Work to complete | Could you copy out every line of the entries below word for word, without changing anything?

Excerpts from a point labeling dataset
- - -

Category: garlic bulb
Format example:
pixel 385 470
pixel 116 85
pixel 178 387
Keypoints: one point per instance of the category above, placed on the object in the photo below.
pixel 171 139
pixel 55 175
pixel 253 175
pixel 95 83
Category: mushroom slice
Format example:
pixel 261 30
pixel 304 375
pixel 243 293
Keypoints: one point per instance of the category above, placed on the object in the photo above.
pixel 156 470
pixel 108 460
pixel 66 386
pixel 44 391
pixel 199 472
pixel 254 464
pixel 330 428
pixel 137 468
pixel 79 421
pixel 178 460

- - -

Finished task |
Category: garlic bulb
Format example:
pixel 385 470
pixel 116 85
pixel 178 387
Keypoints: one point per instance of the category above, placed on the object in the photo below.
pixel 171 139
pixel 55 175
pixel 253 175
pixel 95 83
Category: mushroom slice
Format example:
pixel 261 30
pixel 304 375
pixel 243 293
Keypoints: one point per instance of the category above, placed on the object in the photo above.
pixel 156 470
pixel 108 460
pixel 66 386
pixel 44 391
pixel 199 472
pixel 254 464
pixel 330 428
pixel 137 468
pixel 79 421
pixel 178 460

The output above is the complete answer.